START Reading text

For cultivation of E. coli, LB medium (24) was
used; TY medium (3) was used for growth of R. leguminosarum biovar trifolii, P. fluorescens, and
B. megaterium. An overnight culture of each of those
bacteria was pelleted by centrifugation and dissolved in sterile Milli
Q water. The cell suspensions were adjusted to an optical density of
2.0 at 620 nm by dilution in sterile Milli Q water and stored at
20°C until use (36).
DNA isolation.
Total genomic DNA was purified by the 10%
cetyltrimethylammonium bromide-1 M NaCl procedure used for bacterial
DNA extraction (29), with the only modification that 10%
N-lauroylsarcosine was used instead of 10% sodium dodecyl
sulfate and a phenol extraction was included prior to the
phenol-chloroform extraction.
Oligonucleotide primers and PCR amplifications.

END Reading text
START Exercise data

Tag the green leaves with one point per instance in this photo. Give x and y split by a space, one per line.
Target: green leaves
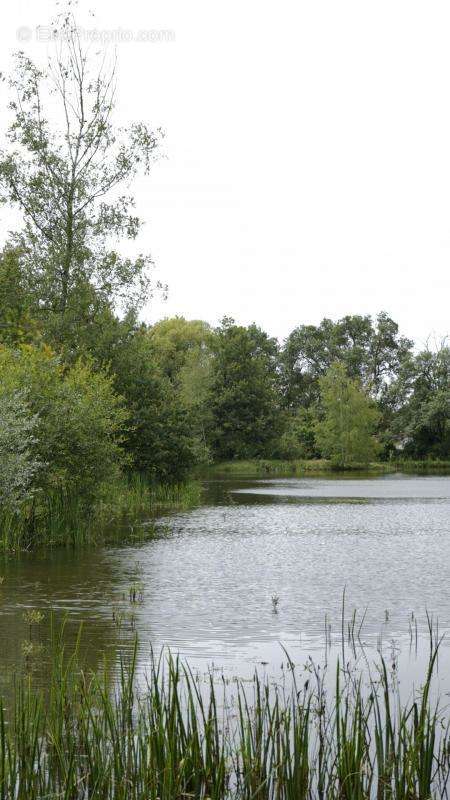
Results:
345 434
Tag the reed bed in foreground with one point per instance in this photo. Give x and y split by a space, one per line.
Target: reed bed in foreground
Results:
59 518
179 736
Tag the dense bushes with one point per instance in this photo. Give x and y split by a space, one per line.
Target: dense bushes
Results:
65 425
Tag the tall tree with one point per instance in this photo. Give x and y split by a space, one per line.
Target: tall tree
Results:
370 351
69 178
417 406
244 399
345 433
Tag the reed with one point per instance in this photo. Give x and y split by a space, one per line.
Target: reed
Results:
179 736
60 518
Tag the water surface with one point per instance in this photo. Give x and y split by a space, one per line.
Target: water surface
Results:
208 578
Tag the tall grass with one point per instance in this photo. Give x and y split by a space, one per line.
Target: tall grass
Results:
60 518
180 737
264 466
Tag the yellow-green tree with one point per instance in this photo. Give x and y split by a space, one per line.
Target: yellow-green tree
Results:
345 434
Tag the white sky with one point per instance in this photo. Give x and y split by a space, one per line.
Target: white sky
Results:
308 153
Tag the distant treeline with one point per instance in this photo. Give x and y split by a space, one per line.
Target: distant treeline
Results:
88 393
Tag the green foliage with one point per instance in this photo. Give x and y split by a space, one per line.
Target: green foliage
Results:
19 467
78 418
159 439
345 434
369 351
244 402
417 407
67 181
298 438
81 737
183 349
17 323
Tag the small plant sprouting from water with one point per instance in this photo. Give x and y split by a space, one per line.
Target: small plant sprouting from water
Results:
32 618
136 592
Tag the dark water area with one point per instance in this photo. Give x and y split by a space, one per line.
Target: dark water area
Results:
259 566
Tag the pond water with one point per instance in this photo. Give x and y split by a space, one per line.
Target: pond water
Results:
205 583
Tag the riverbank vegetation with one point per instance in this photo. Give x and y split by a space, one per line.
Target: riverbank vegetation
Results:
90 395
179 735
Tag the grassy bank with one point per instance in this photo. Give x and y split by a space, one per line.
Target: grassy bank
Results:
59 518
298 467
183 737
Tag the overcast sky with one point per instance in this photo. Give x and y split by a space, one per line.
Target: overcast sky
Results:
308 152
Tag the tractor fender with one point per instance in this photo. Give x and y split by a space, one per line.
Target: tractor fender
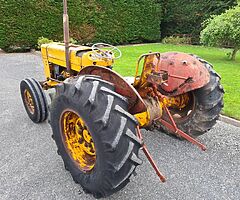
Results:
122 87
185 73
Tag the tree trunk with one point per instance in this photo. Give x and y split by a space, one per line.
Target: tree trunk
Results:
234 53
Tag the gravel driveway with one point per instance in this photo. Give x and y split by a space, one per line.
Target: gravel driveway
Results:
31 169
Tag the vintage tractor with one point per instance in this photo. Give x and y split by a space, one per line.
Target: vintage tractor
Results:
96 114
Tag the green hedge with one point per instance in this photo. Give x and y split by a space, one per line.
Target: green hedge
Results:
185 17
116 22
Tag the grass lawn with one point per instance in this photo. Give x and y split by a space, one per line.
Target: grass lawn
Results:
229 70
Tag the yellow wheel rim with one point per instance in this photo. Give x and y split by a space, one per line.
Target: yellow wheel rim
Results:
29 101
78 141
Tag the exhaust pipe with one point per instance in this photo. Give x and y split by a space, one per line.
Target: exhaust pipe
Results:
66 35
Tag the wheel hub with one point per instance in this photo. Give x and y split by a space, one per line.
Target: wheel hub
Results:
78 141
29 101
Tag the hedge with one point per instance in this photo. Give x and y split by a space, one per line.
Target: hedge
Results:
186 17
116 22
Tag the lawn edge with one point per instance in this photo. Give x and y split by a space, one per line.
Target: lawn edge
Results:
229 120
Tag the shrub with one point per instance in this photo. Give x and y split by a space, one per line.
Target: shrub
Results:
185 17
176 40
117 22
43 40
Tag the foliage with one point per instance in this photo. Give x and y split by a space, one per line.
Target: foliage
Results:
229 70
185 17
223 30
116 22
176 40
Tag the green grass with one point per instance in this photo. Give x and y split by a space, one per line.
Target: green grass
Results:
229 70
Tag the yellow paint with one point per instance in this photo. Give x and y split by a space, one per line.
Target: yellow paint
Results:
29 101
143 118
80 57
78 141
151 61
180 101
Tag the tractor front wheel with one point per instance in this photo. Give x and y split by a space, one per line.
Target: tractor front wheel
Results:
34 100
95 135
203 108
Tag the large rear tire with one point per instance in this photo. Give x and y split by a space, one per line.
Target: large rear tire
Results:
34 100
204 107
113 132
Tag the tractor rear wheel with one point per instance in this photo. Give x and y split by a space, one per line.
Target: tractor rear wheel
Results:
34 100
203 109
95 135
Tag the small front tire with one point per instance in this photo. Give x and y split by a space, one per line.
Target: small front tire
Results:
34 100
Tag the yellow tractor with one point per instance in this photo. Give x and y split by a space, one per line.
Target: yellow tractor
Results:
96 114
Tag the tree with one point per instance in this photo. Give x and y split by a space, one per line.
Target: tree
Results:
223 30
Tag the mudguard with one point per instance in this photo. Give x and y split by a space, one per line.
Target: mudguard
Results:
185 73
122 87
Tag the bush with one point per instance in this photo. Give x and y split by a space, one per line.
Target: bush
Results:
176 40
116 22
222 30
43 40
185 17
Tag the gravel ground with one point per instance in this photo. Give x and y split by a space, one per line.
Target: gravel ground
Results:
31 169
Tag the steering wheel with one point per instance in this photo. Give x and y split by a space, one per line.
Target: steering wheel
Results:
106 51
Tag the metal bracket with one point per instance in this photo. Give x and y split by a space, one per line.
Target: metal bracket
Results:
149 157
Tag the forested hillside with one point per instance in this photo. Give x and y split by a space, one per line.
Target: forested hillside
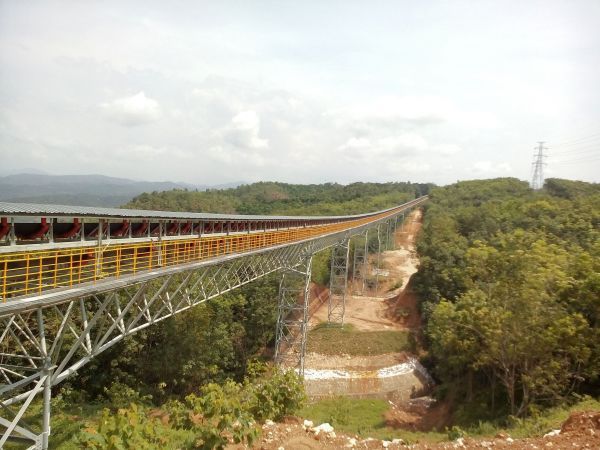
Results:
510 284
285 199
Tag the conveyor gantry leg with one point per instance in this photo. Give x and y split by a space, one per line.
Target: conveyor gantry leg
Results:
292 316
338 282
360 265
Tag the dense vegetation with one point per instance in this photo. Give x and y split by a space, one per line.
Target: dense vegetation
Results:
510 283
281 198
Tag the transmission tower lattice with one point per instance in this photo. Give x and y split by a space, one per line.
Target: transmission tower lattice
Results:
537 180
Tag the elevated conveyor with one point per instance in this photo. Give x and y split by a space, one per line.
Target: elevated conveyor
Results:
75 281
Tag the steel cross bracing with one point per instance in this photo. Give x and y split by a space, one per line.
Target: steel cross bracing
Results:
360 264
292 315
47 338
338 281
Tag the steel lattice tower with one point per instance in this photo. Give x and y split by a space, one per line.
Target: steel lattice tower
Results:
537 180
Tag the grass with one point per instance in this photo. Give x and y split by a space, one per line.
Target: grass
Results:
365 418
538 424
335 340
362 417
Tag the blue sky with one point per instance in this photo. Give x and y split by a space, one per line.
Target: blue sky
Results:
214 92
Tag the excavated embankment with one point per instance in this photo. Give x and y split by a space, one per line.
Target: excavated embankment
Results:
396 377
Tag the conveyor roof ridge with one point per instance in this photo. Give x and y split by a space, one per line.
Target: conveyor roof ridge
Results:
35 209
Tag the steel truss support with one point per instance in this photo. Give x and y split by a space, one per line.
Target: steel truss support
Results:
378 258
292 316
41 347
338 282
360 264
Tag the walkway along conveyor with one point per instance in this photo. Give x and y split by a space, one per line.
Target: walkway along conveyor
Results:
44 247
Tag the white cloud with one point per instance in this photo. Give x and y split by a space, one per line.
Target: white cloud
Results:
243 132
133 110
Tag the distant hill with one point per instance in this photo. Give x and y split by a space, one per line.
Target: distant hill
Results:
83 190
283 198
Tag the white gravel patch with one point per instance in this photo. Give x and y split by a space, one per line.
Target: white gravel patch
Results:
409 366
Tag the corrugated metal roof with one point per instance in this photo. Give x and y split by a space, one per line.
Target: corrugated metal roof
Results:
31 209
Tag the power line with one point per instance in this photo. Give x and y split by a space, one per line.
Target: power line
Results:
537 181
577 140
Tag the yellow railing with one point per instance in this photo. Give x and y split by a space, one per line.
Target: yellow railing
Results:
32 272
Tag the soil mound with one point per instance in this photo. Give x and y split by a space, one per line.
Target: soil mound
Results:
581 421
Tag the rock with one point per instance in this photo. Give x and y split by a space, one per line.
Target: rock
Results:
324 427
552 433
459 443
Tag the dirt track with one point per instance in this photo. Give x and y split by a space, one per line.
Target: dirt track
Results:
386 310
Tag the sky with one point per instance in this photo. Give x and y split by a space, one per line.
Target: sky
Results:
307 91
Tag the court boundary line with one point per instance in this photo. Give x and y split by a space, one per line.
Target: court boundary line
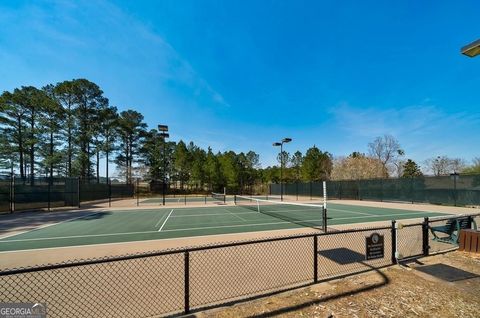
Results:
165 222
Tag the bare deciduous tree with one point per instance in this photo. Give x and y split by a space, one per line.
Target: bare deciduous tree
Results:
386 149
356 167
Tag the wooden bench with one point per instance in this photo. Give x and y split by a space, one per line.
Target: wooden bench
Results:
452 229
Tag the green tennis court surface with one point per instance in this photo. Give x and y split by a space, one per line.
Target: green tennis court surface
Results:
179 199
167 223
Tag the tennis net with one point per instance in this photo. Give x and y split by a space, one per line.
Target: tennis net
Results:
219 197
307 215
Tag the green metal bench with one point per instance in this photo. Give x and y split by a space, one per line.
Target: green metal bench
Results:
452 229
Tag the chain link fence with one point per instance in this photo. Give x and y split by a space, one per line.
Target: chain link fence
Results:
23 194
179 281
455 189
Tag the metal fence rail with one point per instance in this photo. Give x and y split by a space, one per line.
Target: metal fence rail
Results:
457 189
179 281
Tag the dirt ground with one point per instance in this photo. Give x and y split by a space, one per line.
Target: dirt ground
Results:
397 291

END Exercise data

Tasks and exercises:
**a)** In the methods text, change "pelleted" to "collected" and give the passage again. Begin at the words that have "For cultivation of", and stop after "DNA isolation.".
**b)** According to the methods text, what optical density were the cell suspensions adjusted to?
**c)** Does each statement agree with the methods text? Answer yes or no for each, and quote the words of the text that decide it.
(i) TY medium was used to grow E. coli.
(ii) N-lauroylsarcosine was used in place of sodium dodecyl sulfate.
(iii) The phenol extraction came after the phenol-chloroform extraction.
Nothing in the lines is needed here.

Per-task answers:
**a)**
For cultivation of E. coli, LB medium (24) was
used; TY medium (3) was used for growth of R. leguminosarum biovar trifolii, P. fluorescens, and
B. megaterium. An overnight culture of each of those
bacteria was collected by centrifugation and dissolved in sterile Milli
Q water. The cell suspensions were adjusted to an optical density of
2.0 at 620 nm by dilution in sterile Milli Q water and stored at
20°C until use (36).
DNA isolation.

**b)** 2.0 at 620 nm

**c)**
(i) No: "For cultivation of E. coli, LB medium (24) was used"
(ii) Yes: "10% N-lauroylsarcosine was used instead of 10% sodium dodecyl sulfate"
(iii) No: "a phenol extraction was included prior to the phenol-chloroform extraction"